練習問題 -
a) 本文では、祭りの矢を拾った人はどうなると言われていますか。
b) 本文の「798 :本当にあった怖い名無し:2007/01/28(日) 17:58:05」で始まり「去年の秋もその祭りをやった。」で終わる部分を、一字も変えずに打ち直してください。

本文 -

——————

矢の行方

798 :本当にあった怖い名無し:2007/01/28(日) 17:58:05 ID:9NsByYAY0

あんまり詳しく書くと地域が特定されるので 
端折って書く。 

私の生まれ故郷は中国山地の近くの山村で、じいちゃん 
もばあちゃんもその村で生まれて知り合ったらしい。 
んで、ばあちゃんの家系は神主で神社を持っている。 
毎年、秋には昔からの言い伝えにならって、ある祭りを行う。 
去年の秋もその祭りをやった。 
その内容は、武者姿をした若者が神社の境内から鬼門の方向にある 
木のてっぺんに向かって弓を射る、と言った内容で、去年は 
その弓矢を射る役目は俺がやった。ちなみに鏃は鏑で 
「ギューーーン」って音が出るだけ。その矢を拾った人は 
一年を無病息災で過ごせるって話がある 

それで、去年の祭りのとき。

——————

データ記録 -
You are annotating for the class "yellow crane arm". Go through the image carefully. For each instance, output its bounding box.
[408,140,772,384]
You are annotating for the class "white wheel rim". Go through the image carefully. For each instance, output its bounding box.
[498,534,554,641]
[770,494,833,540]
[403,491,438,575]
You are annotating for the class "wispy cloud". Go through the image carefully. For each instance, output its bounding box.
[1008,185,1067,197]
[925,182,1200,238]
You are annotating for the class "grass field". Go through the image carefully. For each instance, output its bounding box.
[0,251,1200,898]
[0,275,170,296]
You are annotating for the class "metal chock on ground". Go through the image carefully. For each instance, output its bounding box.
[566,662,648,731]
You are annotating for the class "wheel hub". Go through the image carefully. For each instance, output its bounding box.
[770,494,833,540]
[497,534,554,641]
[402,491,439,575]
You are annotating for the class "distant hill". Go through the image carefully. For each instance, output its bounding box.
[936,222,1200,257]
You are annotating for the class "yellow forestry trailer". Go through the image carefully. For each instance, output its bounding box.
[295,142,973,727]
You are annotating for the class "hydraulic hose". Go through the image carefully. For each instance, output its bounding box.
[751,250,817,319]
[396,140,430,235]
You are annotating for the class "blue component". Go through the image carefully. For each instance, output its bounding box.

——————

解答例 -
a) 一年を無病息災で過ごせると言われています。

b)
798 :本当にあった怖い名無し:2007/01/28(日) 17:58:05 ID:9NsByYAY0

あんまり詳しく書くと地域が特定されるので 
端折って書く。 

私の生まれ故郷は中国山地の近くの山村で、じいちゃん 
もばあちゃんもその村で生まれて知り合ったらしい。 
んで、ばあちゃんの家系は神主で神社を持っている。 
毎年、秋には昔からの言い伝えにならって、ある祭りを行う。 
去年の秋もその祭りをやった。